# Recorded data:
★ ★ ★ ★ ★
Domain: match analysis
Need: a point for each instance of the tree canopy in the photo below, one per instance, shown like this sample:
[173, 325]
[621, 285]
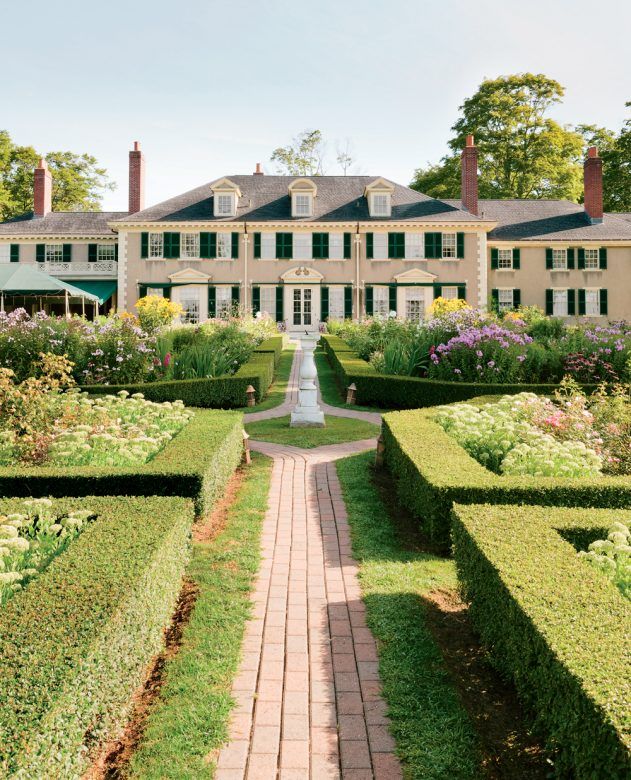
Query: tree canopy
[78, 181]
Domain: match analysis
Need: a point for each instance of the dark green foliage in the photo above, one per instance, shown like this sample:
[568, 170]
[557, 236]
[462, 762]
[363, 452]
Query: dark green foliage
[196, 464]
[75, 644]
[433, 472]
[555, 625]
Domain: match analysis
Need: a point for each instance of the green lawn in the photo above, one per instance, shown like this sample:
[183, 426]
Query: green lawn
[276, 394]
[434, 735]
[190, 717]
[337, 430]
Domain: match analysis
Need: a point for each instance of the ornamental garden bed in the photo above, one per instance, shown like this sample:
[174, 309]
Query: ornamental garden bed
[555, 625]
[76, 640]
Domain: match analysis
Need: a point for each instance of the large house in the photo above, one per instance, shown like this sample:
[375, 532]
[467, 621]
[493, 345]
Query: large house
[304, 249]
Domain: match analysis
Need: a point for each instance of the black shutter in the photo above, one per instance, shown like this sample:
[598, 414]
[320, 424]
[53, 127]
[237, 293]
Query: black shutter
[581, 259]
[280, 316]
[369, 301]
[347, 246]
[348, 302]
[460, 246]
[324, 303]
[370, 251]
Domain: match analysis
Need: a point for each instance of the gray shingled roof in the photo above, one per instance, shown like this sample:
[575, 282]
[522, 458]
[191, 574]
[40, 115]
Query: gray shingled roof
[62, 223]
[538, 220]
[266, 199]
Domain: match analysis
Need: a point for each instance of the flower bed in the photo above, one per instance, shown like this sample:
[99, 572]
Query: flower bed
[556, 626]
[75, 644]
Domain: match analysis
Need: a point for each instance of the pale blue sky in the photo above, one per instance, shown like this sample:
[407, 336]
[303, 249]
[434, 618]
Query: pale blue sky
[210, 88]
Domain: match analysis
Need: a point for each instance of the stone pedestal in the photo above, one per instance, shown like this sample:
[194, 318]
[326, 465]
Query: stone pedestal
[307, 413]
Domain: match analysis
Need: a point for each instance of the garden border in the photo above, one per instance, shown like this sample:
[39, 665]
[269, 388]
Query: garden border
[432, 472]
[75, 644]
[555, 625]
[195, 464]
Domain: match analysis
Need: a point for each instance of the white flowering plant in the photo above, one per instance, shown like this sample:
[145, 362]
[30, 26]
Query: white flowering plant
[29, 541]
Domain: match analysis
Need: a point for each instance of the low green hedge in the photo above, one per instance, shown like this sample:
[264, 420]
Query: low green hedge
[222, 392]
[432, 472]
[76, 642]
[387, 391]
[195, 464]
[555, 626]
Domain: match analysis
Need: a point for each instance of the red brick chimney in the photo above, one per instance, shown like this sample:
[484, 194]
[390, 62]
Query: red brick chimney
[136, 179]
[42, 190]
[593, 179]
[469, 176]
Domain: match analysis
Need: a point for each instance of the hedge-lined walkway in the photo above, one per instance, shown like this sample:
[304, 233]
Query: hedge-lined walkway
[308, 692]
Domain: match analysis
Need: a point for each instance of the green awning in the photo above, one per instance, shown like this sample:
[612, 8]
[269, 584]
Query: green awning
[103, 289]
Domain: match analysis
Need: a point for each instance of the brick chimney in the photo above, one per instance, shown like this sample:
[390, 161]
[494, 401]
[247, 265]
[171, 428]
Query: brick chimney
[469, 176]
[136, 179]
[593, 179]
[42, 190]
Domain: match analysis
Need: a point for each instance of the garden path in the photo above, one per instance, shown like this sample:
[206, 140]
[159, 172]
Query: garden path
[308, 695]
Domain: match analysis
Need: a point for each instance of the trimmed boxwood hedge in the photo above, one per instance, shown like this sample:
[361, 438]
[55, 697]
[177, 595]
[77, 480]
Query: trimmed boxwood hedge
[555, 625]
[195, 464]
[432, 472]
[76, 642]
[222, 392]
[388, 391]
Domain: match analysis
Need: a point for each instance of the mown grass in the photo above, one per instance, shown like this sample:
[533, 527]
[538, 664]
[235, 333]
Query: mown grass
[190, 718]
[276, 394]
[337, 430]
[435, 738]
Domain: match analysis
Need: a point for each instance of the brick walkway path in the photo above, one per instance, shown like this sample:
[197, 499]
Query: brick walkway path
[308, 691]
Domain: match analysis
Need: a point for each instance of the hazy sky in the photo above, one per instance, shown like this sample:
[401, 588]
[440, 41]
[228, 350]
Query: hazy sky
[210, 88]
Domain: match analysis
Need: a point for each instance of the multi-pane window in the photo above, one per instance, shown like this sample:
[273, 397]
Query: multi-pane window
[302, 205]
[336, 303]
[223, 301]
[505, 300]
[415, 303]
[54, 253]
[268, 301]
[189, 245]
[380, 246]
[591, 260]
[224, 246]
[559, 303]
[225, 206]
[380, 205]
[592, 303]
[156, 245]
[449, 245]
[504, 259]
[302, 245]
[559, 259]
[268, 246]
[381, 301]
[414, 246]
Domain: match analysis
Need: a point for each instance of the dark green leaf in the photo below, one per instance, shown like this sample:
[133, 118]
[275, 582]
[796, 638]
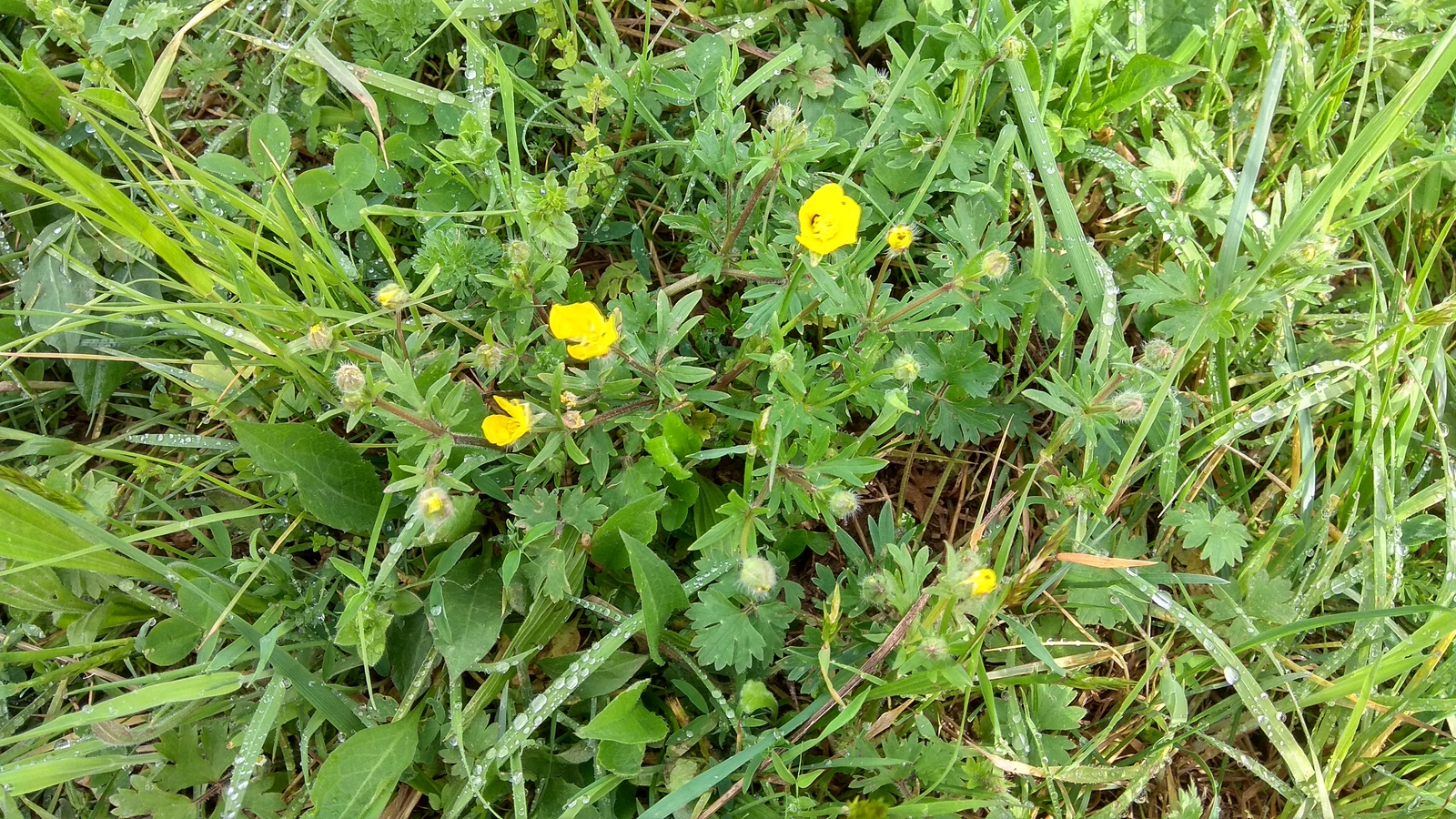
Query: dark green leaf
[334, 481]
[359, 778]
★ ★ ★ ★ ★
Your task is to set down the records shown above exactly, minus any pictures.

Domain: match analysis
Need: a point for each instance of the tree canopy in the photo below, one per instance, shown like this sample:
[173, 325]
[621, 285]
Query: tree canopy
[78, 181]
Domain: match analysis
Need: a point for each instance of the dark green foliage in the photo above, one per instance, shown like this sample:
[568, 170]
[557, 236]
[462, 762]
[363, 452]
Query: dark green foliage
[196, 464]
[75, 644]
[433, 472]
[555, 625]
Domain: match analysis
Need: a point for each instance of the green lawn in the photo above, one per instance, shown like this sample:
[183, 426]
Query: green lawn
[276, 394]
[434, 735]
[190, 717]
[337, 430]
Domain: match analysis
Need: a point for each instance of the ornamental garden bed in the photo above, one per instance, shown like this sample:
[174, 309]
Query: ornamental garden bed
[555, 625]
[76, 640]
Domain: match analysis
Need: a point for each instance of the large house in the photo above, one per instance, shown like this sample:
[375, 532]
[467, 621]
[493, 345]
Query: large house
[304, 249]
Domain: match analysis
Need: a point for each instance of the black shutter in the photo above, one per instance, shown like this sample:
[598, 414]
[320, 424]
[53, 127]
[237, 293]
Query: black shutter
[581, 259]
[280, 316]
[369, 301]
[347, 246]
[348, 302]
[460, 246]
[324, 303]
[370, 251]
Domain: match analysis
Need: a point for each instance of the gray shingled roof in the photo above, one per instance, shown like this sample:
[575, 282]
[522, 458]
[191, 574]
[40, 115]
Query: gray shingled roof
[62, 223]
[538, 220]
[266, 199]
Domain: match analysis
Need: a point for each instance of the flower bed in the photo above, one per instance, shown like this sample:
[99, 572]
Query: flower bed
[556, 626]
[75, 644]
Domain: match analysis
Need: a point for each instance of the pale blue sky in the photo above, one per instance, shown like this sample:
[407, 336]
[303, 249]
[434, 618]
Query: pale blue sky
[210, 88]
Domain: match analysis
Need: a point for each instance of the stone pedestal in the photo above, one per instance, shown like this sample:
[194, 318]
[326, 465]
Query: stone pedestal
[307, 413]
Domain: match analysis
Need: a point for each instance of the garden border in the photo above, one per instance, shown like this sample:
[39, 665]
[269, 388]
Query: garden border
[432, 472]
[75, 644]
[555, 625]
[195, 464]
Domain: match analysis
Need: a point for each instance of the white flowering plant in the photo above, one per instance, shown like this sample:
[145, 362]
[30, 26]
Query: white flowering plant
[29, 541]
Domain: match analysis
Need: a point for each instance of the low green hedge in the photo above, one per instance, shown like this sample:
[264, 420]
Query: low green hedge
[222, 392]
[432, 472]
[76, 642]
[387, 391]
[195, 464]
[555, 626]
Domain: match analysis
Need: a point for each instance of the red brick chimney in the photo above, one per instance, shown like this sample:
[484, 194]
[390, 62]
Query: red brick chimney
[136, 179]
[42, 190]
[593, 179]
[469, 176]
Domain: match analysis
Need: a point for each instance of the hedge-lined walkway in the photo above, one per instance, shown like this sample:
[304, 233]
Query: hedge-lined walkway
[308, 692]
Domain: match analysis
Need: a point for each instance of the green awning in the photo above, one per instance, shown like this sample:
[612, 8]
[269, 584]
Query: green awning
[103, 289]
Domain: match analysis
Need: a point for each instance of the brick chimney in the photo above, one per instance, shown like this sample:
[390, 161]
[494, 401]
[247, 265]
[171, 428]
Query: brick chimney
[469, 176]
[136, 179]
[593, 179]
[42, 190]
Domain: match analysis
Need: a point for each instance of the garden path in the photo above, one per instance, shown like this sample:
[206, 140]
[159, 172]
Query: garden path
[308, 695]
Domain: match analysis
Need: a point for each instance of the trimmed boxwood hedge in the photo above, one per instance, shown like this sample:
[361, 438]
[55, 697]
[177, 595]
[77, 480]
Query: trimmed boxwood hedge
[555, 625]
[195, 464]
[432, 472]
[76, 642]
[222, 392]
[388, 391]
Domain: match analysis
Need: a point for each instance of the mown grass in the photo above, one per instance, shown like this sample:
[533, 527]
[538, 664]
[235, 333]
Query: mown grass
[190, 718]
[276, 394]
[337, 430]
[435, 738]
Domain: match analysis
Need: a point for each instance of the brick walkway path in the photo above, one per instance, shown like this sample:
[197, 499]
Query: brick walkway path
[308, 691]
Domain: match analysis
Need: a point for each instance of the hazy sky in the photo above, one per instance, shown like this sample:
[401, 588]
[440, 41]
[228, 350]
Query: hazy sky
[210, 88]
Domain: match analysis
Need: a point for each instance of the multi-pane window in the photo above, one per instance, shown like this sample:
[273, 397]
Query: multi-pane window
[302, 205]
[336, 303]
[223, 301]
[505, 300]
[415, 303]
[54, 253]
[268, 301]
[189, 245]
[380, 246]
[591, 260]
[224, 246]
[559, 303]
[225, 206]
[380, 205]
[592, 303]
[156, 245]
[449, 245]
[504, 259]
[302, 245]
[559, 259]
[268, 246]
[381, 301]
[414, 246]
Domain: match analysis
Need: a point for each instance of the dark green leaf in the photo below, one per instance, shown like this sample:
[133, 118]
[275, 582]
[796, 638]
Query: dark green leaf
[334, 481]
[359, 778]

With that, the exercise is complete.